(Image region labeling entries)
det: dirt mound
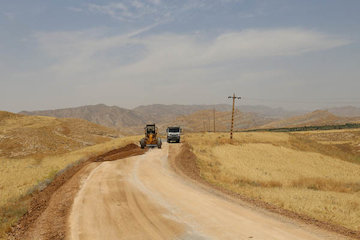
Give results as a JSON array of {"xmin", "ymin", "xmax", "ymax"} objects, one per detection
[{"xmin": 9, "ymin": 144, "xmax": 145, "ymax": 239}]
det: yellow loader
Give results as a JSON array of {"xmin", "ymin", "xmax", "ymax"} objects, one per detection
[{"xmin": 140, "ymin": 124, "xmax": 162, "ymax": 148}]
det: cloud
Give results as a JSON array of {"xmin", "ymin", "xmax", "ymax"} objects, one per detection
[
  {"xmin": 37, "ymin": 26, "xmax": 350, "ymax": 77},
  {"xmin": 87, "ymin": 0, "xmax": 168, "ymax": 22}
]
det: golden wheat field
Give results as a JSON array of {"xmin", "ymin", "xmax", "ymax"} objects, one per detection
[
  {"xmin": 0, "ymin": 136, "xmax": 139, "ymax": 239},
  {"xmin": 185, "ymin": 130, "xmax": 360, "ymax": 230}
]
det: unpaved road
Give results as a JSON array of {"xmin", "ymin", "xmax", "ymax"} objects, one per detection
[{"xmin": 67, "ymin": 144, "xmax": 342, "ymax": 240}]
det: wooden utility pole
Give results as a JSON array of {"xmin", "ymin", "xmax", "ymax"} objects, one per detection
[
  {"xmin": 214, "ymin": 107, "xmax": 216, "ymax": 132},
  {"xmin": 228, "ymin": 93, "xmax": 241, "ymax": 139}
]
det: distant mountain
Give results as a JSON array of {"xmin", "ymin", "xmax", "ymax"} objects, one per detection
[
  {"xmin": 20, "ymin": 104, "xmax": 146, "ymax": 129},
  {"xmin": 160, "ymin": 110, "xmax": 273, "ymax": 132},
  {"xmin": 262, "ymin": 110, "xmax": 359, "ymax": 128},
  {"xmin": 20, "ymin": 104, "xmax": 295, "ymax": 134},
  {"xmin": 0, "ymin": 111, "xmax": 118, "ymax": 158},
  {"xmin": 327, "ymin": 106, "xmax": 360, "ymax": 117},
  {"xmin": 133, "ymin": 104, "xmax": 304, "ymax": 121}
]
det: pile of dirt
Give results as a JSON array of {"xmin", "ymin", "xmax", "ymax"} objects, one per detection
[
  {"xmin": 9, "ymin": 144, "xmax": 146, "ymax": 239},
  {"xmin": 169, "ymin": 143, "xmax": 360, "ymax": 239}
]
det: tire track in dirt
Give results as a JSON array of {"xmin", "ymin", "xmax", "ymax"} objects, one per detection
[
  {"xmin": 169, "ymin": 144, "xmax": 360, "ymax": 239},
  {"xmin": 8, "ymin": 144, "xmax": 145, "ymax": 240}
]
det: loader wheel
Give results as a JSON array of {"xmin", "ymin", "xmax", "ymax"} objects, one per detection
[{"xmin": 140, "ymin": 139, "xmax": 145, "ymax": 149}]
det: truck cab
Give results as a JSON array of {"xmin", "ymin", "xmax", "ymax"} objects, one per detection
[{"xmin": 166, "ymin": 127, "xmax": 181, "ymax": 143}]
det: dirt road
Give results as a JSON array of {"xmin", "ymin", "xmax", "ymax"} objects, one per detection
[{"xmin": 67, "ymin": 144, "xmax": 341, "ymax": 240}]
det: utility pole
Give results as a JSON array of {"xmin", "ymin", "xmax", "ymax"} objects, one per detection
[
  {"xmin": 228, "ymin": 93, "xmax": 241, "ymax": 139},
  {"xmin": 214, "ymin": 107, "xmax": 216, "ymax": 132}
]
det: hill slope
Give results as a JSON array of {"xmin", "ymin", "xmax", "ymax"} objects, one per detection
[
  {"xmin": 160, "ymin": 110, "xmax": 273, "ymax": 132},
  {"xmin": 262, "ymin": 110, "xmax": 359, "ymax": 128},
  {"xmin": 0, "ymin": 111, "xmax": 118, "ymax": 158},
  {"xmin": 327, "ymin": 106, "xmax": 360, "ymax": 117},
  {"xmin": 20, "ymin": 104, "xmax": 145, "ymax": 129},
  {"xmin": 20, "ymin": 104, "xmax": 295, "ymax": 134}
]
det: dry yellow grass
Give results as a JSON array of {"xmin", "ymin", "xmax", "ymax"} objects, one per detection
[
  {"xmin": 0, "ymin": 111, "xmax": 140, "ymax": 239},
  {"xmin": 0, "ymin": 136, "xmax": 140, "ymax": 239},
  {"xmin": 185, "ymin": 130, "xmax": 360, "ymax": 230},
  {"xmin": 0, "ymin": 111, "xmax": 117, "ymax": 159}
]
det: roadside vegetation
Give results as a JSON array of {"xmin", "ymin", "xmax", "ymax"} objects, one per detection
[
  {"xmin": 241, "ymin": 123, "xmax": 360, "ymax": 132},
  {"xmin": 185, "ymin": 129, "xmax": 360, "ymax": 231},
  {"xmin": 0, "ymin": 136, "xmax": 139, "ymax": 239}
]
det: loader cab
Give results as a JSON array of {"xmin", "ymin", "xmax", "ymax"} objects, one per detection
[
  {"xmin": 145, "ymin": 124, "xmax": 156, "ymax": 135},
  {"xmin": 166, "ymin": 126, "xmax": 182, "ymax": 143}
]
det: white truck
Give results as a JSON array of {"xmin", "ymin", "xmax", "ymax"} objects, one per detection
[{"xmin": 166, "ymin": 127, "xmax": 181, "ymax": 143}]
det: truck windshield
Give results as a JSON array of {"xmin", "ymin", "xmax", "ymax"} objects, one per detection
[{"xmin": 169, "ymin": 128, "xmax": 180, "ymax": 132}]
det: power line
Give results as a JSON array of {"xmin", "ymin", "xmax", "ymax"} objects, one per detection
[{"xmin": 228, "ymin": 93, "xmax": 241, "ymax": 139}]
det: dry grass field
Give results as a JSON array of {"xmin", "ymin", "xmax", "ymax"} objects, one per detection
[
  {"xmin": 185, "ymin": 130, "xmax": 360, "ymax": 230},
  {"xmin": 0, "ymin": 136, "xmax": 140, "ymax": 239},
  {"xmin": 0, "ymin": 111, "xmax": 140, "ymax": 239}
]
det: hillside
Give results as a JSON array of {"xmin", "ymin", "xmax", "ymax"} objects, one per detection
[
  {"xmin": 0, "ymin": 111, "xmax": 118, "ymax": 158},
  {"xmin": 160, "ymin": 110, "xmax": 273, "ymax": 132},
  {"xmin": 262, "ymin": 110, "xmax": 359, "ymax": 128},
  {"xmin": 20, "ymin": 104, "xmax": 295, "ymax": 134},
  {"xmin": 327, "ymin": 106, "xmax": 360, "ymax": 117},
  {"xmin": 20, "ymin": 104, "xmax": 146, "ymax": 129}
]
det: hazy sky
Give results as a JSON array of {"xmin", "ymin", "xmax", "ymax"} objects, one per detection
[{"xmin": 0, "ymin": 0, "xmax": 360, "ymax": 112}]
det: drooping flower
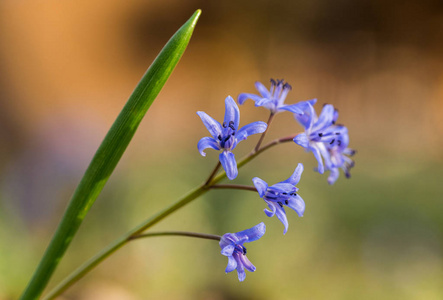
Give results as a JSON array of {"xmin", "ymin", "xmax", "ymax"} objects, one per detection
[
  {"xmin": 252, "ymin": 164, "xmax": 305, "ymax": 234},
  {"xmin": 294, "ymin": 103, "xmax": 355, "ymax": 184},
  {"xmin": 197, "ymin": 96, "xmax": 267, "ymax": 180},
  {"xmin": 219, "ymin": 222, "xmax": 266, "ymax": 281},
  {"xmin": 237, "ymin": 79, "xmax": 316, "ymax": 114},
  {"xmin": 325, "ymin": 125, "xmax": 355, "ymax": 184}
]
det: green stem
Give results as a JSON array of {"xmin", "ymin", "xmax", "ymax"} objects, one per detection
[
  {"xmin": 209, "ymin": 184, "xmax": 257, "ymax": 192},
  {"xmin": 254, "ymin": 112, "xmax": 275, "ymax": 151},
  {"xmin": 43, "ymin": 137, "xmax": 294, "ymax": 300},
  {"xmin": 131, "ymin": 231, "xmax": 221, "ymax": 241},
  {"xmin": 20, "ymin": 10, "xmax": 201, "ymax": 300}
]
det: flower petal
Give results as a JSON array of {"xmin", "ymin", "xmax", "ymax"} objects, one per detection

• What is being asked:
Update the lines starting at the one that contains "det: flower petal" and ending with the last line of the entries by changing "flower petal" to "rose petal" and leaving all else as it stands. Give back only these updated lines.

• Task result:
det: rose petal
Give results as a JSON array of {"xmin", "ymin", "xmax", "ymax"} objects, one per detection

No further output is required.